**Brano di testo:**
★ ★ ★ ★ ★ ★ ★

Con l’avvicinarsi delle festività di fine anno, cominciamo a tirare fuori il meglio di noi per fare bella figura con i nostri ospiti e, in un mondo che cambia, se le tradizioni accolgono le novità in materia di genere, anche noi possiamo scoprire quanto è più bello stare insieme aprendoci al cambiamento. L’esperto di galateo Samuele Briatore – presidente dell’Accademia Italiana Galateo, coordinatore del Master in cerimoniale, galateo ed eventi istituzionali e assegnista di ricerca sulle tematiche inerenti il galateo presso Sapienza Università di Roma – autore de Il nuovo galateo di genere (Newton Compton Editori), ci ha illustrato le regole da sapere per una tavola di Natale perfetta, dal menù alle conversazioni da fare (e soprattutto da non fare).

Tutti a tavola

Nei posti a sedere, vale ancora l’alternanza uomo-donna? Quando si tratta di coppie, meglio tenerle unite o separarle? E quando la coppia invitata è composta da due persone dello stesso sesso? La stella polare di ogni scelta deve essere far trascorrere una serata piacevole a ogni commensale. Ecco perché separare le coppie è sempre una buona idea: due persone che si conoscono hanno moltissime altre occasioni per parlare tra loro, mentre una cena è un’opportunità per incontrare persone nuove. Per le coppie dello stesso sesso, quindi, valgono i medesimi principi (del resto, perché non dovrebbero?). L’attenzione in più va riservata alle persone mancine: sarebbe bene posizionarle in punti strategici in modo che non siano intralciate dal gomito di una persona destrimane.

Menù

Anche le abitudini alimentari sono cambiate e il primo passo per una cena di successo è un menù a prova di ospite: attenzione quindi ad allergie, celiachia, intolleranza al lattosio e così via, ma anche diete vegetariane o vegane. Naturalmente, dall’altra parte, sarà cura di chi riceve l’invito non solo comunicare questa informazione, ma anche evitare di aggiungere ulteriori preferenze. Non è affatto cortese dire: “Non mangio questo/non mangio quello”. Essere invitati a cena è ben diverso dall’andare al ristorante.

★ ★ ★ ★ ★ ★ ★

**Elenco delle voci:**
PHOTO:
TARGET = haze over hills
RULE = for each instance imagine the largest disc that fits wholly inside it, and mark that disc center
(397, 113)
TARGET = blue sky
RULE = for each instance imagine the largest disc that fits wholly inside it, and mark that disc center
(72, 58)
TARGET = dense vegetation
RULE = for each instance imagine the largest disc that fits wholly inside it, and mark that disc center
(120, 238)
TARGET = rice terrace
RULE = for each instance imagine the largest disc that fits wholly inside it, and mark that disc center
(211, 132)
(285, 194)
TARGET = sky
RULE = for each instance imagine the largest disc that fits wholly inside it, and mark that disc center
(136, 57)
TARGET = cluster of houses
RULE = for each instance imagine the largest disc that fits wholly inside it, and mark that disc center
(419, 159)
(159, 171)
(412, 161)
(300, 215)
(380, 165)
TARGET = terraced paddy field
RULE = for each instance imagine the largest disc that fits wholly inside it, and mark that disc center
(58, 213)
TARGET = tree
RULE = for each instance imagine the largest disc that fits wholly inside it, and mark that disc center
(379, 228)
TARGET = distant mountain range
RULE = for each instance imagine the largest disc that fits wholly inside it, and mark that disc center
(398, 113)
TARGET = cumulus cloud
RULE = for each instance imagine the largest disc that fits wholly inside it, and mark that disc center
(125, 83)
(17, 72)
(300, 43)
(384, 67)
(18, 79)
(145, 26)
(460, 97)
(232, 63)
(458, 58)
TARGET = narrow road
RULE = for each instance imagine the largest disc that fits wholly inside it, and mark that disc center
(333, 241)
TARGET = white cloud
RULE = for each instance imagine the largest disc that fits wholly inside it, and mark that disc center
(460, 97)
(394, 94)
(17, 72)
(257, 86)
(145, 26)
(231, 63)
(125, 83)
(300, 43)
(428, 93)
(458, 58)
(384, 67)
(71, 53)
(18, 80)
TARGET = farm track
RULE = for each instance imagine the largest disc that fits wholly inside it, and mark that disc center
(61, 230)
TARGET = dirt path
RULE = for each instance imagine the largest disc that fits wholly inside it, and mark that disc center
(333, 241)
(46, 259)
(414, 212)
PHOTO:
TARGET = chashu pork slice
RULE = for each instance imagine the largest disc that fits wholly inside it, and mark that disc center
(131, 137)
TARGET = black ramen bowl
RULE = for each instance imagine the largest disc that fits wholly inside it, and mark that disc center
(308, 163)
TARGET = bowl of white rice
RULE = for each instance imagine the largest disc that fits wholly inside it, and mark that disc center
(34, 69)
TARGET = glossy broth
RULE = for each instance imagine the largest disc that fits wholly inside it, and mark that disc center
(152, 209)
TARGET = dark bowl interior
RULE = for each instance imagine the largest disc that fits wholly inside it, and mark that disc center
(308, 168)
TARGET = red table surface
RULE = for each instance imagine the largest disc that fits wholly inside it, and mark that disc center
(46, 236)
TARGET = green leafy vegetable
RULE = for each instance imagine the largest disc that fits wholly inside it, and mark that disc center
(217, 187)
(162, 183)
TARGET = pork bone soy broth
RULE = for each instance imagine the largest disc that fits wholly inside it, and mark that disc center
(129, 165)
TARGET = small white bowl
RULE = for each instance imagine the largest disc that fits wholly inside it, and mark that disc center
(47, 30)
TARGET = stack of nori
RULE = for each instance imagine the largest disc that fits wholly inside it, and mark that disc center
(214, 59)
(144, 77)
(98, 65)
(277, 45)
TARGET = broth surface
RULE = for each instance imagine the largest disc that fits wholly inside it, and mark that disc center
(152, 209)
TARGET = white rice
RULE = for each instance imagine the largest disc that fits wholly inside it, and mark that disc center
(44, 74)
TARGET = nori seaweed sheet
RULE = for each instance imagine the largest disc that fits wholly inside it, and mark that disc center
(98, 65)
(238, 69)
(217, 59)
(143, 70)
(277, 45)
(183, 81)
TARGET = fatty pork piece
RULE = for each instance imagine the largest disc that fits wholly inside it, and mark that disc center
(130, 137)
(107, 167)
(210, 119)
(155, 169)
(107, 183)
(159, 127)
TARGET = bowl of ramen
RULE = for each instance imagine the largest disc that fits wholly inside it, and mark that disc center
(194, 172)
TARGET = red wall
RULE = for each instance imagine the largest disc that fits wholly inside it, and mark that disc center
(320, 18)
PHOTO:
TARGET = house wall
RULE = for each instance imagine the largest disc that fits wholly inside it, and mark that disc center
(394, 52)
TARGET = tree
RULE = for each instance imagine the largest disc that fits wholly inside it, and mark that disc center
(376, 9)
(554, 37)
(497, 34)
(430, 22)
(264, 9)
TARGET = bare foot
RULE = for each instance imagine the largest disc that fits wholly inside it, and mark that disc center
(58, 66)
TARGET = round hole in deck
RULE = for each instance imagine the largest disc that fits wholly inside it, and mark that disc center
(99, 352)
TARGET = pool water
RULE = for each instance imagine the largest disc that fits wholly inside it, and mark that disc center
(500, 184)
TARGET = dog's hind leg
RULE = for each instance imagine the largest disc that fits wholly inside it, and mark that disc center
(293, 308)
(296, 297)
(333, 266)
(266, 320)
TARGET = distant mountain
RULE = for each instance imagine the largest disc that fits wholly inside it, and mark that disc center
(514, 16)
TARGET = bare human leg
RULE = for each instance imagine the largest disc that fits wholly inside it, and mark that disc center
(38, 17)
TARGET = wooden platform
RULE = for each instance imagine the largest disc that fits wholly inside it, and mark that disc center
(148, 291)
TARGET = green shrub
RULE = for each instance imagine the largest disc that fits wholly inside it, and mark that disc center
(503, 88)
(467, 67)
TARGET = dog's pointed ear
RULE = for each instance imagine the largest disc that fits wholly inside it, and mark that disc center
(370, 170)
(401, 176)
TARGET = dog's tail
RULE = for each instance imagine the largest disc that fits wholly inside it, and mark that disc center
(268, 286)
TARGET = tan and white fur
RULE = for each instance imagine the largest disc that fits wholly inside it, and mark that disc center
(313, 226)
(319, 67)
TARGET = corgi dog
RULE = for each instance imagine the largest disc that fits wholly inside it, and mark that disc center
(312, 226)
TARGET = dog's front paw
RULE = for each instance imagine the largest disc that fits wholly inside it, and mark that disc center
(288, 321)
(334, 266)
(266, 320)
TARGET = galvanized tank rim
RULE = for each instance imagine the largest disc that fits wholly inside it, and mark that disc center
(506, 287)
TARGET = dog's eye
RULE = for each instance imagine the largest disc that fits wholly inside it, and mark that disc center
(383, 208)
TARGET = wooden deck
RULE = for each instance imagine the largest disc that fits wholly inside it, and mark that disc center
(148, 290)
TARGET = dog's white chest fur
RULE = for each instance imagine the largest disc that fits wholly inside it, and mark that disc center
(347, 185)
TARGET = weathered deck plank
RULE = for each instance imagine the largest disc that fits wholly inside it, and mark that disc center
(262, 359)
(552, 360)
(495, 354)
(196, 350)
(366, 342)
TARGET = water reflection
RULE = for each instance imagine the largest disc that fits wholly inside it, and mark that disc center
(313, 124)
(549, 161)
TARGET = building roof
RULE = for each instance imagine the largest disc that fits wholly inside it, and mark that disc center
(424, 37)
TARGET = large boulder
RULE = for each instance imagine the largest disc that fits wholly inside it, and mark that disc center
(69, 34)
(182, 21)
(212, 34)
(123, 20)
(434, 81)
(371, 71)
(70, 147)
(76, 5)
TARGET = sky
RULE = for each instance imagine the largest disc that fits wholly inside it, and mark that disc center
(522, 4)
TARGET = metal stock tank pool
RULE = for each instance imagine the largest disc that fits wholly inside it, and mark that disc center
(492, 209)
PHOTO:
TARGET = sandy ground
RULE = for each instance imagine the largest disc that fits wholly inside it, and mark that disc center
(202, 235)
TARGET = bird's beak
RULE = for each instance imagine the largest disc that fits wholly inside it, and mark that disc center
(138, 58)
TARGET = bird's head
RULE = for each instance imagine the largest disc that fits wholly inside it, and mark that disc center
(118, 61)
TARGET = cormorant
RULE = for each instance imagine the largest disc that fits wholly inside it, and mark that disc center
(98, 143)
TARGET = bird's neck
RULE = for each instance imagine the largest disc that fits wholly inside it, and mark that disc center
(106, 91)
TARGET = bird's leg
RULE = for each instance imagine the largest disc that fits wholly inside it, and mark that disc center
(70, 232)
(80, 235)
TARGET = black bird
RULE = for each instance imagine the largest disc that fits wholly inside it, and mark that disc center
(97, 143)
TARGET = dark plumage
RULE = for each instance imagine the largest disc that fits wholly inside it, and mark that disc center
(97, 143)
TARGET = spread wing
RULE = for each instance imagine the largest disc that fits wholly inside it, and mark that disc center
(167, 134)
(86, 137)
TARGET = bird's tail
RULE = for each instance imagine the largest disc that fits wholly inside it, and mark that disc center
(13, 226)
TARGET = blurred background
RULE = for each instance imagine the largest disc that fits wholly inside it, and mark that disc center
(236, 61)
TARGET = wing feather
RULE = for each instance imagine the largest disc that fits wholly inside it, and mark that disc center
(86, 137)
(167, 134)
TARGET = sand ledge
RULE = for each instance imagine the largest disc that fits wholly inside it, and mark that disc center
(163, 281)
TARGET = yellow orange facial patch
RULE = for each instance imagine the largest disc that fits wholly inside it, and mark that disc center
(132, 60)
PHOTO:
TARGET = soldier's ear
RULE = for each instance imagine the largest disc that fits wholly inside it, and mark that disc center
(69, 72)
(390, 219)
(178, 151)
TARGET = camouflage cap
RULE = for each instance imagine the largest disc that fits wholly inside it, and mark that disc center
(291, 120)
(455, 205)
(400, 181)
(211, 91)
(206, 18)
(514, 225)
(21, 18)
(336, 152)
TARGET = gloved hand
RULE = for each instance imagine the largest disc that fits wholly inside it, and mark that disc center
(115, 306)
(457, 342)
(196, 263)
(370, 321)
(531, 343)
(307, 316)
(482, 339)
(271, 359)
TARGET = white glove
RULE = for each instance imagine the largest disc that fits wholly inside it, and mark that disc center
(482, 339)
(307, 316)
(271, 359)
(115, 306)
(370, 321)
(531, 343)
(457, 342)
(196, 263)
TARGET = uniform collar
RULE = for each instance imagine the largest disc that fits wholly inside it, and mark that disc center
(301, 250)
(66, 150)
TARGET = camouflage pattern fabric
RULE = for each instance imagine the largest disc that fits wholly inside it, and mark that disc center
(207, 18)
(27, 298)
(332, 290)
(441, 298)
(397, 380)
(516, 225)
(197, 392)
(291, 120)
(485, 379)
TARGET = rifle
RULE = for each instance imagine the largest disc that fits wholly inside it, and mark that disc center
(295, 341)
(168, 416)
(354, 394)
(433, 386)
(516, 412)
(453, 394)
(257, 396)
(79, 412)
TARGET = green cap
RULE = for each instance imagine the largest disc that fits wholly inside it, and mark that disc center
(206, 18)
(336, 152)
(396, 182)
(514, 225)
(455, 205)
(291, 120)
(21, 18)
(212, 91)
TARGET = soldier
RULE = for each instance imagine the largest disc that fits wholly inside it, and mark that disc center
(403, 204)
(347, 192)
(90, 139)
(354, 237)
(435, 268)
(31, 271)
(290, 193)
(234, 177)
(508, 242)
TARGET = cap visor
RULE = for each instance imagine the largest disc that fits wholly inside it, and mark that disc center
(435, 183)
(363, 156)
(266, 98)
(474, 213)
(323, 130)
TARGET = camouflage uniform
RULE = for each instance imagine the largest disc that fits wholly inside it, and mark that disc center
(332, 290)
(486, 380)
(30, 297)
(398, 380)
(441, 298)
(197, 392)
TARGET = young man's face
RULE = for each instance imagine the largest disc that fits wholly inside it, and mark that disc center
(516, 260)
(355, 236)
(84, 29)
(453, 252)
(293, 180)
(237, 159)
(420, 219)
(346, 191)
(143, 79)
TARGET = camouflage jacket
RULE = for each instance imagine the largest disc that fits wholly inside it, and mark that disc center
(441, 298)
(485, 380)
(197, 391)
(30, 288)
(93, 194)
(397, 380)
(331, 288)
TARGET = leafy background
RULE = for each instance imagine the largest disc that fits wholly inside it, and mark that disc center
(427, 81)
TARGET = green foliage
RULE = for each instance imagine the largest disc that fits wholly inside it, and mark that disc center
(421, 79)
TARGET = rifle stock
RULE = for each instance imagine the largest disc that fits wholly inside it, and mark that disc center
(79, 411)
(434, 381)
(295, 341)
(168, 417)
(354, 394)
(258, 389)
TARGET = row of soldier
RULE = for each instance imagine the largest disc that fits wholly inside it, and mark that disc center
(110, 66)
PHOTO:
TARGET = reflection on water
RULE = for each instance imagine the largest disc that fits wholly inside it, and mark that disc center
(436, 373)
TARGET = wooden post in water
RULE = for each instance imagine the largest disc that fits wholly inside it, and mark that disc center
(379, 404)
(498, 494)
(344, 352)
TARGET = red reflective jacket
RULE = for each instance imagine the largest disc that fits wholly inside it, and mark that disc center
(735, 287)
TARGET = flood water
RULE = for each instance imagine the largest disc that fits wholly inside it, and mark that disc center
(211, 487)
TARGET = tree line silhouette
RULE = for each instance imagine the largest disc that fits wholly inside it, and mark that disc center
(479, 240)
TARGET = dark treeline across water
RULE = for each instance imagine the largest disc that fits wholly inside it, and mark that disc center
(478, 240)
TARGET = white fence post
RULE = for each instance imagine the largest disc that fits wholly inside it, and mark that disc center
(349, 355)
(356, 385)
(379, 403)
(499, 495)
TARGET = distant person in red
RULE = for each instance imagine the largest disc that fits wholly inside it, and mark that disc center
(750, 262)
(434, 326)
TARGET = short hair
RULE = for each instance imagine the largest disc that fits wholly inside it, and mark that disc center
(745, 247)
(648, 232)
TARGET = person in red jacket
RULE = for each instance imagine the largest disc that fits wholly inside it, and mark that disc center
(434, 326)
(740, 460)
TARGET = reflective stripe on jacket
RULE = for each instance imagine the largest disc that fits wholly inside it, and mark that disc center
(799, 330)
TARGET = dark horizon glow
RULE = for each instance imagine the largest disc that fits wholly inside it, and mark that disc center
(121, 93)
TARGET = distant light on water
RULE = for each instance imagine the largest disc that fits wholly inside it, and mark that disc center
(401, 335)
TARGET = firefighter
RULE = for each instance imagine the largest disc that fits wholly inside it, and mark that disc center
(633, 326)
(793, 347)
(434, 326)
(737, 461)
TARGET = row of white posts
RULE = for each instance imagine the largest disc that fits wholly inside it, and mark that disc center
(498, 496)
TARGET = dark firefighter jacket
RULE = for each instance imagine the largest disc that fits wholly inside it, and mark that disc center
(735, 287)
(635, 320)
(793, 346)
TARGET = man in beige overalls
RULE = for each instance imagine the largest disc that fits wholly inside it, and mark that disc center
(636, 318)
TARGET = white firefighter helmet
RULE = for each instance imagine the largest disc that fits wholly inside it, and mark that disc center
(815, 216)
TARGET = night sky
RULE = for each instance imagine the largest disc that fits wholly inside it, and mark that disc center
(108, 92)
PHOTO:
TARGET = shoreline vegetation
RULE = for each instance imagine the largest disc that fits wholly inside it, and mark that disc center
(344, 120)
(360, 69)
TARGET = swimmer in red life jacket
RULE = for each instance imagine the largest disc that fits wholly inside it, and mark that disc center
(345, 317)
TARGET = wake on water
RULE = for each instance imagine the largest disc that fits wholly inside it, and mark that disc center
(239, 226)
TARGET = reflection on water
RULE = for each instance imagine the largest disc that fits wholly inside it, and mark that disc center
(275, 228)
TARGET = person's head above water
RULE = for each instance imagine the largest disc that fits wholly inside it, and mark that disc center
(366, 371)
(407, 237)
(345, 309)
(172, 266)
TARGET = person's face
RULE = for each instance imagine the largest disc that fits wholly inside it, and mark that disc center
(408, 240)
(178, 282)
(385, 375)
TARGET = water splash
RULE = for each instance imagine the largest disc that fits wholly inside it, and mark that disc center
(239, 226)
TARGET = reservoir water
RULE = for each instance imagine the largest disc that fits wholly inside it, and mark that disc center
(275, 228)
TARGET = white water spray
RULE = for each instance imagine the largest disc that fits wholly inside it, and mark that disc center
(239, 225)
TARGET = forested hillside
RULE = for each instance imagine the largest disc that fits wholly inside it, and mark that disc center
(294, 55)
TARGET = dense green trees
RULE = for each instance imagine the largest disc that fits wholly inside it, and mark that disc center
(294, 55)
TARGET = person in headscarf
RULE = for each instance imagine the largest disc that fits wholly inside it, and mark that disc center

★ ★ ★ ★ ★ ★ ★

**Istruzioni:**
- A) Rispondi a queste domande sul brano dedicato al galateo di Natale:
(i) Di quale accademia è presidente Samuele Briatore?
(ii) Dove conviene far sedere le persone mancine?
(iii) Quale frase pronunciata da chi è invitato viene giudicata per niente cortese?
- B) Continua il brano sul galateo di Natale dopo l'ultima frase riportata.
Le voci non servono per svolgere gli esercizi.

**Risposte agli esercizi:**
- A)
(i) Dell'Accademia Italiana Galateo.
(ii) In punti strategici, così che il gomito di una persona destrimane non le intralci.
(iii) "Non mangio questo/non mangio quello".

- B)
Bando alla pedanteria

Prima di arrovellarsi sull’etichetta a tavola e sul menù più adatto, è bene ricordare che probabilmente qualche ospite commetterà errori in materia di galateo, usando la posata sbagliata o magari introducendo un argomento inappropriato. Parola d’ordine: flessibilità. Il compito del buon ospite, d’altronde, è mettere a proprio agio i/le commensali. Se un ospite usa la forchetta da dolce per mangiare l’antipasto non è un errore capitale. Farlo notare, invece, sarebbe un’imperdonabile mancanza di buone maniere.

Fare conversazione

Solitamente si dice che a tavola non si parla di politica e religione, o di altri temi potenzialmente divisivi. È in effetti buona norma lasciare per altre occasioni informazioni troppo intime, aspetti relativi alla salute che sarebbe meglio affrontare (se proprio necessario) in una sede differente e negatività in generale. Questo però non significa porre un veto al libero relazionarsi delle persone, al contrario: è importante garantire uno spazio dove tutte e tutti possano sentirsi a proprio agio e alla pari.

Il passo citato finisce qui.